**Extracted records:**
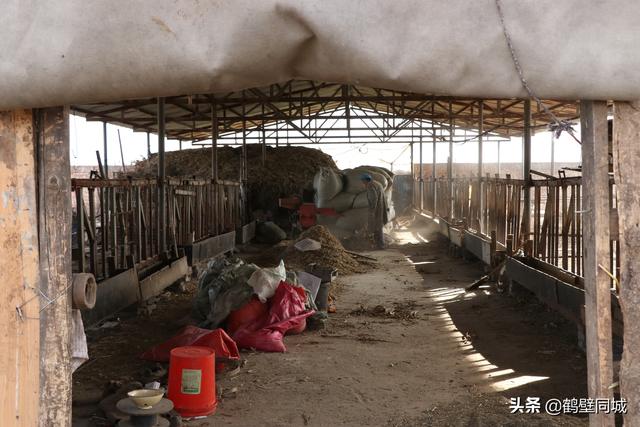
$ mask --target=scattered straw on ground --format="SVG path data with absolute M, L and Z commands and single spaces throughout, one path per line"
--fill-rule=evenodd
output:
M 371 317 L 388 317 L 400 320 L 414 320 L 419 318 L 416 304 L 413 301 L 399 303 L 394 302 L 393 307 L 385 307 L 384 305 L 376 305 L 375 307 L 365 307 L 360 305 L 357 309 L 351 311 L 352 316 L 371 316 Z
M 371 263 L 365 262 L 365 259 L 356 259 L 349 254 L 340 241 L 322 225 L 309 228 L 300 235 L 297 241 L 306 238 L 320 242 L 322 247 L 317 251 L 301 252 L 294 247 L 294 244 L 289 245 L 282 254 L 287 266 L 305 268 L 315 262 L 323 267 L 335 268 L 340 275 L 363 273 L 372 266 Z

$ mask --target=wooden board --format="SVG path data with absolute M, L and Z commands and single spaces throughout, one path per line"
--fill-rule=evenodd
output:
M 38 424 L 38 224 L 31 110 L 0 112 L 0 425 Z M 20 307 L 21 316 L 16 310 Z
M 582 232 L 589 397 L 613 397 L 609 259 L 609 149 L 607 103 L 581 101 Z M 613 426 L 613 414 L 591 414 L 590 424 Z
M 620 365 L 621 394 L 629 402 L 625 425 L 640 424 L 640 107 L 616 103 L 614 107 L 614 173 L 618 189 L 620 234 L 620 305 L 624 316 L 624 351 Z

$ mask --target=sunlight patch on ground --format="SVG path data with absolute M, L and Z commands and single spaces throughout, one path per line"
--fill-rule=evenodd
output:
M 435 288 L 429 291 L 430 298 L 436 303 L 434 310 L 438 314 L 433 315 L 438 321 L 438 327 L 449 331 L 451 339 L 456 343 L 456 347 L 464 354 L 464 359 L 471 372 L 479 374 L 481 385 L 488 386 L 493 391 L 505 391 L 523 386 L 525 384 L 544 381 L 549 377 L 534 375 L 519 375 L 513 369 L 499 367 L 487 360 L 484 355 L 475 350 L 473 339 L 469 340 L 464 331 L 458 330 L 451 315 L 445 307 L 446 302 L 453 300 L 468 299 L 477 296 L 482 290 L 468 292 L 457 288 Z
M 427 237 L 416 231 L 394 231 L 391 233 L 393 240 L 399 245 L 408 245 L 416 243 L 428 243 Z

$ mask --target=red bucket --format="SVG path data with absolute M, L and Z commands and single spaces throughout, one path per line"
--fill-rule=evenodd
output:
M 167 397 L 183 417 L 199 417 L 216 410 L 216 355 L 208 347 L 176 347 L 169 359 Z

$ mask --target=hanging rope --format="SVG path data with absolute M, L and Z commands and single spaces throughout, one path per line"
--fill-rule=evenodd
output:
M 518 60 L 518 56 L 516 55 L 516 50 L 513 46 L 513 42 L 511 41 L 511 36 L 507 31 L 507 26 L 504 22 L 504 14 L 502 12 L 502 0 L 495 0 L 496 8 L 498 9 L 498 16 L 500 18 L 500 25 L 502 25 L 502 32 L 504 34 L 504 38 L 507 41 L 507 46 L 509 47 L 509 52 L 511 53 L 511 59 L 513 60 L 513 65 L 516 68 L 516 72 L 518 73 L 518 77 L 520 78 L 520 83 L 522 83 L 522 87 L 527 91 L 529 97 L 536 101 L 538 104 L 538 109 L 542 109 L 547 116 L 551 119 L 552 123 L 549 123 L 549 131 L 553 132 L 555 138 L 559 138 L 562 132 L 567 132 L 573 139 L 575 139 L 578 144 L 582 144 L 582 142 L 576 138 L 573 130 L 573 124 L 567 120 L 558 119 L 553 112 L 536 96 L 533 92 L 529 84 L 527 83 L 527 79 L 524 77 L 524 72 L 522 71 L 522 66 L 520 65 L 520 61 Z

**Task to complete:**
Express all of the lines above as a JSON list of strings, one string per line, with blank lines skipped and the picture left out.

**Final answer:**
[
  "$ mask --target=scattered straw on ground --format=\"SVG path data with absolute M, L and Z commands and single spaces throughout, one path per line\"",
  "--fill-rule=evenodd",
  "output:",
  "M 371 317 L 388 317 L 400 320 L 414 320 L 419 318 L 416 304 L 413 301 L 399 303 L 394 302 L 393 307 L 385 307 L 384 305 L 376 305 L 375 307 L 365 307 L 360 305 L 357 309 L 351 311 L 352 316 L 371 316 Z",
  "M 371 263 L 365 262 L 365 259 L 356 259 L 349 254 L 340 241 L 322 225 L 309 228 L 300 235 L 297 241 L 306 238 L 320 242 L 322 247 L 317 251 L 301 252 L 294 247 L 294 244 L 289 245 L 282 254 L 287 266 L 305 268 L 315 262 L 323 267 L 335 268 L 340 275 L 363 273 L 372 266 Z",
  "$ mask --target=wooden board --format=\"SVG path data with absolute M, L and Z commands and single spaces throughout, one path per line\"",
  "--fill-rule=evenodd",
  "output:",
  "M 38 424 L 38 224 L 31 110 L 0 112 L 0 425 Z M 20 307 L 21 316 L 16 310 Z",
  "M 582 232 L 589 397 L 613 397 L 609 259 L 609 149 L 607 103 L 581 101 Z M 613 426 L 613 414 L 591 414 L 590 424 Z",
  "M 620 365 L 621 394 L 629 402 L 625 425 L 640 424 L 640 107 L 616 103 L 614 107 L 614 173 L 618 189 L 620 234 L 620 305 L 624 316 L 624 351 Z",
  "$ mask --target=sunlight patch on ground --format=\"SVG path data with absolute M, L and Z commands and single spaces throughout, one path per line\"",
  "--fill-rule=evenodd",
  "output:",
  "M 435 288 L 429 291 L 430 298 L 436 303 L 434 310 L 438 314 L 433 315 L 438 321 L 438 327 L 449 331 L 451 339 L 456 343 L 456 347 L 464 354 L 464 359 L 471 372 L 479 374 L 481 385 L 488 386 L 493 391 L 505 391 L 523 386 L 525 384 L 544 381 L 549 377 L 534 375 L 519 375 L 513 369 L 499 367 L 487 360 L 484 355 L 475 350 L 473 339 L 469 340 L 464 331 L 458 330 L 451 315 L 445 307 L 446 302 L 453 300 L 468 299 L 477 296 L 482 290 L 468 292 L 457 288 Z",
  "M 427 237 L 416 231 L 394 231 L 391 233 L 393 240 L 399 245 L 408 245 L 416 243 L 428 243 Z",
  "$ mask --target=red bucket --format=\"SVG path data with absolute M, L and Z commands and single spaces throughout, one path per line\"",
  "--fill-rule=evenodd",
  "output:",
  "M 167 397 L 183 417 L 199 417 L 216 410 L 216 355 L 208 347 L 176 347 L 169 359 Z",
  "$ mask --target=hanging rope --format=\"SVG path data with absolute M, L and Z commands and single spaces throughout, one path per line\"",
  "--fill-rule=evenodd",
  "output:",
  "M 518 60 L 518 56 L 516 55 L 516 50 L 513 46 L 513 42 L 511 41 L 511 36 L 507 31 L 507 26 L 504 22 L 504 14 L 502 12 L 502 0 L 495 0 L 496 8 L 498 9 L 498 16 L 500 18 L 500 25 L 502 25 L 502 32 L 504 34 L 504 38 L 507 41 L 507 46 L 509 47 L 509 52 L 511 53 L 511 59 L 513 60 L 513 65 L 516 68 L 516 72 L 518 73 L 518 77 L 520 78 L 520 83 L 522 83 L 522 87 L 527 91 L 529 97 L 536 101 L 538 104 L 538 109 L 542 109 L 547 116 L 551 119 L 552 123 L 549 123 L 549 131 L 553 132 L 555 138 L 559 138 L 562 132 L 567 132 L 573 139 L 575 139 L 578 144 L 582 144 L 582 142 L 576 138 L 573 130 L 573 124 L 567 120 L 558 119 L 553 112 L 536 96 L 533 92 L 529 84 L 527 83 L 527 79 L 524 77 L 524 72 L 522 71 L 522 66 L 520 65 L 520 61 Z"
]